→ **To do**: Down to the last line, restate the records below word for word, dropping every image.

Items from a data source

------------------------------------------------------------

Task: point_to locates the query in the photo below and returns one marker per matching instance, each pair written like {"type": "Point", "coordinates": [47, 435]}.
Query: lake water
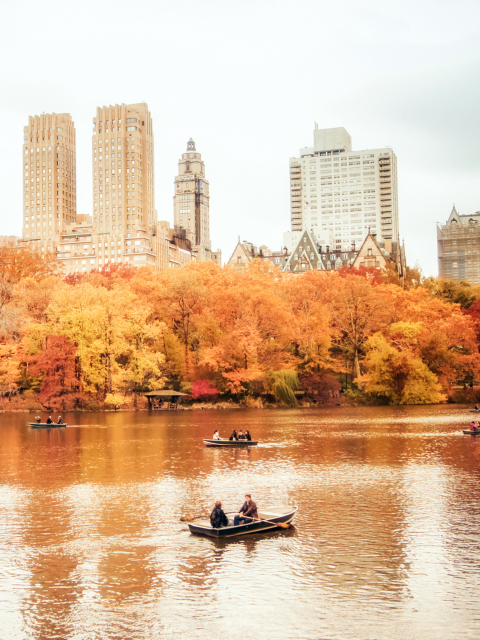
{"type": "Point", "coordinates": [386, 543]}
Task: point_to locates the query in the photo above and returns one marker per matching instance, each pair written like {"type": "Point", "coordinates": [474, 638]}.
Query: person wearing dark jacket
{"type": "Point", "coordinates": [249, 509]}
{"type": "Point", "coordinates": [218, 518]}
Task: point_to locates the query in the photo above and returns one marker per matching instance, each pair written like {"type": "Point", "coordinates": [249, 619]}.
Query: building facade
{"type": "Point", "coordinates": [335, 189]}
{"type": "Point", "coordinates": [309, 255]}
{"type": "Point", "coordinates": [123, 228]}
{"type": "Point", "coordinates": [458, 244]}
{"type": "Point", "coordinates": [49, 178]}
{"type": "Point", "coordinates": [191, 201]}
{"type": "Point", "coordinates": [123, 169]}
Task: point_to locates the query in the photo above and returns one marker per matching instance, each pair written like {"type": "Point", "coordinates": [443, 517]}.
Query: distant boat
{"type": "Point", "coordinates": [271, 514]}
{"type": "Point", "coordinates": [229, 443]}
{"type": "Point", "coordinates": [44, 425]}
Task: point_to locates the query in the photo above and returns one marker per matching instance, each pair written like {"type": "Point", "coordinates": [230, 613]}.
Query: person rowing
{"type": "Point", "coordinates": [218, 519]}
{"type": "Point", "coordinates": [249, 508]}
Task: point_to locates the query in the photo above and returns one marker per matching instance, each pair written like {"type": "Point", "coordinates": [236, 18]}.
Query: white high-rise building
{"type": "Point", "coordinates": [341, 192]}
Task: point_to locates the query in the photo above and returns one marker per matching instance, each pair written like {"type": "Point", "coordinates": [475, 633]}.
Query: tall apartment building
{"type": "Point", "coordinates": [49, 172]}
{"type": "Point", "coordinates": [123, 169]}
{"type": "Point", "coordinates": [335, 189]}
{"type": "Point", "coordinates": [191, 200]}
{"type": "Point", "coordinates": [458, 245]}
{"type": "Point", "coordinates": [123, 227]}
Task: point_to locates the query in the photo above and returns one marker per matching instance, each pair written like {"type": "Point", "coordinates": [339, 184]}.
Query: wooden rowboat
{"type": "Point", "coordinates": [272, 514]}
{"type": "Point", "coordinates": [44, 425]}
{"type": "Point", "coordinates": [229, 443]}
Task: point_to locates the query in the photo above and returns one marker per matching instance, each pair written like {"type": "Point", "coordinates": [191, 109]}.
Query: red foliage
{"type": "Point", "coordinates": [320, 388]}
{"type": "Point", "coordinates": [104, 276]}
{"type": "Point", "coordinates": [60, 388]}
{"type": "Point", "coordinates": [474, 312]}
{"type": "Point", "coordinates": [371, 274]}
{"type": "Point", "coordinates": [204, 389]}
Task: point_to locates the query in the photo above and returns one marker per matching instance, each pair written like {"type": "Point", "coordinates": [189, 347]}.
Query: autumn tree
{"type": "Point", "coordinates": [56, 364]}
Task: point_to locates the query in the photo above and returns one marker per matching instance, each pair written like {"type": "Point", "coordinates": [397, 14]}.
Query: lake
{"type": "Point", "coordinates": [386, 542]}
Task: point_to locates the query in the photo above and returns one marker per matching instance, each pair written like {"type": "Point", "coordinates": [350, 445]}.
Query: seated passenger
{"type": "Point", "coordinates": [249, 509]}
{"type": "Point", "coordinates": [218, 518]}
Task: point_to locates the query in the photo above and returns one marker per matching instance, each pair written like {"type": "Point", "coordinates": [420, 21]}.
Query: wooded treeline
{"type": "Point", "coordinates": [102, 338]}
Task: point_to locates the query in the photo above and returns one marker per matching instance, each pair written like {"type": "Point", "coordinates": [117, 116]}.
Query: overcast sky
{"type": "Point", "coordinates": [247, 80]}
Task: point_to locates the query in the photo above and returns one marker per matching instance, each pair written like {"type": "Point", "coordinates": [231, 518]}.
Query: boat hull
{"type": "Point", "coordinates": [44, 425]}
{"type": "Point", "coordinates": [230, 443]}
{"type": "Point", "coordinates": [204, 529]}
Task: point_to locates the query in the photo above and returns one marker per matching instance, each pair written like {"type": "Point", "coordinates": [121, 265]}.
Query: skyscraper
{"type": "Point", "coordinates": [457, 246]}
{"type": "Point", "coordinates": [341, 192]}
{"type": "Point", "coordinates": [49, 171]}
{"type": "Point", "coordinates": [123, 169]}
{"type": "Point", "coordinates": [191, 200]}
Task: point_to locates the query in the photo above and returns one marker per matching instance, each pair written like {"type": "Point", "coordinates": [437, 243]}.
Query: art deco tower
{"type": "Point", "coordinates": [49, 172]}
{"type": "Point", "coordinates": [191, 199]}
{"type": "Point", "coordinates": [123, 168]}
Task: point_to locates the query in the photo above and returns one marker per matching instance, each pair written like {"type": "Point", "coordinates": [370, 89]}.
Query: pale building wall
{"type": "Point", "coordinates": [343, 191]}
{"type": "Point", "coordinates": [123, 169]}
{"type": "Point", "coordinates": [49, 177]}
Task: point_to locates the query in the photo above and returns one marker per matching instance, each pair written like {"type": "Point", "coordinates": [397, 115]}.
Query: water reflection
{"type": "Point", "coordinates": [385, 542]}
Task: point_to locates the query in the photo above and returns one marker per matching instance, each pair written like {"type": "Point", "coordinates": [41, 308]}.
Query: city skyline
{"type": "Point", "coordinates": [419, 99]}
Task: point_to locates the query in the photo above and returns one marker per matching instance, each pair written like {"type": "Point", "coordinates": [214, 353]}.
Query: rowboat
{"type": "Point", "coordinates": [272, 514]}
{"type": "Point", "coordinates": [229, 443]}
{"type": "Point", "coordinates": [44, 425]}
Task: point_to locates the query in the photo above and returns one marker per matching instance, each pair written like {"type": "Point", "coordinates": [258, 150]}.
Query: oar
{"type": "Point", "coordinates": [188, 518]}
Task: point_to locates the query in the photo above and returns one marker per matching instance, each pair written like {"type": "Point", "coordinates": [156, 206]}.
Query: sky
{"type": "Point", "coordinates": [247, 81]}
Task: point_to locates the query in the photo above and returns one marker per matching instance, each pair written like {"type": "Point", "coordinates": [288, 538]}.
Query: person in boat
{"type": "Point", "coordinates": [247, 512]}
{"type": "Point", "coordinates": [218, 518]}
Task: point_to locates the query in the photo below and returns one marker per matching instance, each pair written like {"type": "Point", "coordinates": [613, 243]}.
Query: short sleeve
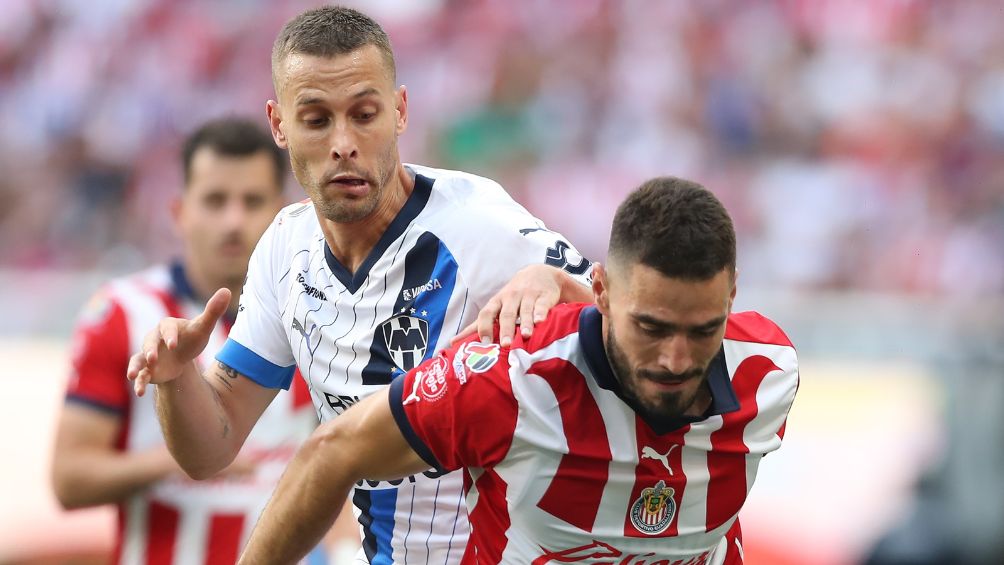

------------------------------------------------------------

→ **Result**:
Task: point_to locates the query in the photo below and returns one marker per matching instance, each pair written like {"type": "Point", "coordinates": [47, 435]}.
Query: lake water
{"type": "Point", "coordinates": [386, 543]}
Task: point_to locates the query in the photo above and returns one marker per matching instance, each pair written like {"type": "Point", "coordinates": [474, 638]}.
Query: person wearing dark jacket
{"type": "Point", "coordinates": [249, 509]}
{"type": "Point", "coordinates": [218, 518]}
Task: point_to locates the query in the photo above and returns one marker per matching instance, each pair written like {"type": "Point", "coordinates": [249, 619]}.
Query: building facade
{"type": "Point", "coordinates": [335, 189]}
{"type": "Point", "coordinates": [309, 255]}
{"type": "Point", "coordinates": [123, 228]}
{"type": "Point", "coordinates": [458, 244]}
{"type": "Point", "coordinates": [49, 178]}
{"type": "Point", "coordinates": [191, 201]}
{"type": "Point", "coordinates": [123, 169]}
Task: point_to locates the query in the photo above and returns one marker per matching instance, each pair written like {"type": "Point", "coordinates": [443, 517]}.
Query: distant boat
{"type": "Point", "coordinates": [271, 514]}
{"type": "Point", "coordinates": [229, 443]}
{"type": "Point", "coordinates": [44, 425]}
Task: point_to locates the query in the photo above and returns one marker per matching instance, each pair written like {"type": "Point", "coordinates": [230, 613]}.
Query: person rowing
{"type": "Point", "coordinates": [218, 519]}
{"type": "Point", "coordinates": [249, 508]}
Task: point_to locates the query in the photo above and returns one marker per matching instance, each pair written like {"type": "Point", "coordinates": [236, 18]}.
Query: white high-rise building
{"type": "Point", "coordinates": [341, 192]}
Task: point_to locates the query in the photo above and returns one marker per matching instance, each pair written like {"type": "Point", "coordinates": [475, 633]}.
Query: tall apartment building
{"type": "Point", "coordinates": [49, 172]}
{"type": "Point", "coordinates": [123, 169]}
{"type": "Point", "coordinates": [335, 189]}
{"type": "Point", "coordinates": [191, 200]}
{"type": "Point", "coordinates": [458, 245]}
{"type": "Point", "coordinates": [123, 227]}
Task: point_to locates the query in the photo above and returns one marker per matching instance, each pair written like {"type": "Point", "coordinates": [339, 184]}.
Query: wooden rowboat
{"type": "Point", "coordinates": [272, 514]}
{"type": "Point", "coordinates": [44, 425]}
{"type": "Point", "coordinates": [229, 443]}
Task: point_to locates the query in the photo above and returns one marker per matching instance, each pair written like {"type": "Point", "coordinates": [191, 109]}.
Query: red foliage
{"type": "Point", "coordinates": [320, 388]}
{"type": "Point", "coordinates": [104, 276]}
{"type": "Point", "coordinates": [60, 388]}
{"type": "Point", "coordinates": [474, 312]}
{"type": "Point", "coordinates": [371, 274]}
{"type": "Point", "coordinates": [204, 389]}
Task: point_to locates the query in the photo above and returns one marker per matching instance, each pair written like {"type": "Point", "coordinates": [189, 347]}.
Query: autumn tree
{"type": "Point", "coordinates": [56, 364]}
Task: point_to locates the query in the photo above and returns one marker per matching instance, each pair written like {"type": "Point", "coordinates": [397, 14]}.
Query: lake
{"type": "Point", "coordinates": [386, 542]}
Task: point_to locates the query in the photo above and returns one marker per matching instance, each pair written like {"type": "Point", "coordinates": [350, 445]}.
Query: seated passenger
{"type": "Point", "coordinates": [249, 509]}
{"type": "Point", "coordinates": [218, 518]}
Task: point_to locates the query in the photo above and returns one marker per matching instance, each pair written like {"type": "Point", "coordinates": [420, 21]}.
Query: wooded treeline
{"type": "Point", "coordinates": [102, 338]}
Task: point_to locates the query in the photo above and returns one marker per matching instance, each pair written like {"type": "Point", "coordinates": [117, 116]}.
Query: overcast sky
{"type": "Point", "coordinates": [247, 80]}
Task: point_to locates the query in the photo above and returns one marker per matching instance, each pair written like {"type": "Point", "coordinates": [231, 518]}.
Query: boat hull
{"type": "Point", "coordinates": [44, 425]}
{"type": "Point", "coordinates": [230, 443]}
{"type": "Point", "coordinates": [204, 529]}
Task: point_to locates the query in the photo above and returns one marker per matching instance, each pair written like {"type": "Point", "coordinates": [121, 265]}.
Query: skyscraper
{"type": "Point", "coordinates": [457, 246]}
{"type": "Point", "coordinates": [341, 192]}
{"type": "Point", "coordinates": [49, 171]}
{"type": "Point", "coordinates": [123, 169]}
{"type": "Point", "coordinates": [191, 200]}
Task: point_to locates the query in the photo above and returns one marker per matching instance, each pair written like {"type": "Point", "coordinates": [437, 243]}.
Query: art deco tower
{"type": "Point", "coordinates": [49, 172]}
{"type": "Point", "coordinates": [191, 199]}
{"type": "Point", "coordinates": [123, 168]}
Task: point_to locates the query in the photo above and returns one marker per matching instance, each pair written like {"type": "Point", "coordinates": [370, 89]}.
Query: pale building wall
{"type": "Point", "coordinates": [343, 191]}
{"type": "Point", "coordinates": [123, 169]}
{"type": "Point", "coordinates": [49, 177]}
Task: point_to locates the query in the photo above and returns one marker per matching instance, each pair written like {"type": "Point", "coordinates": [397, 115]}.
Query: water reflection
{"type": "Point", "coordinates": [385, 542]}
Task: point_to locates the query in the photo above and returns one marker per matching instance, each pair written like {"type": "Point", "coordinates": [41, 308]}.
Query: city skyline
{"type": "Point", "coordinates": [419, 99]}
Task: point_to locates the query in the photo above and returns one marker per matching instance, each pair written like {"type": "Point", "coordinates": [214, 353]}.
Query: rowboat
{"type": "Point", "coordinates": [272, 514]}
{"type": "Point", "coordinates": [229, 443]}
{"type": "Point", "coordinates": [44, 425]}
Task: point_to locates the query in the photo above and returns one marker per matching instance, each pair written like {"type": "Point", "coordinates": [258, 150]}.
Query: oar
{"type": "Point", "coordinates": [188, 518]}
Task: point_to locates the query in the photo above and returns one marker per matching instance, each pair written like {"type": "Point", "coordinates": [156, 206]}.
Query: sky
{"type": "Point", "coordinates": [247, 81]}
Task: point_to locates the query in the photo above and returns one marker per matching instance, each pair written like {"type": "Point", "coordinates": [288, 538]}.
Query: person in boat
{"type": "Point", "coordinates": [247, 512]}
{"type": "Point", "coordinates": [218, 518]}
Task: point_to locates the query in the photo below and returns one marker per matching instance, each pair written like {"type": "Point", "coordinates": [613, 243]}.
Query: short sleeve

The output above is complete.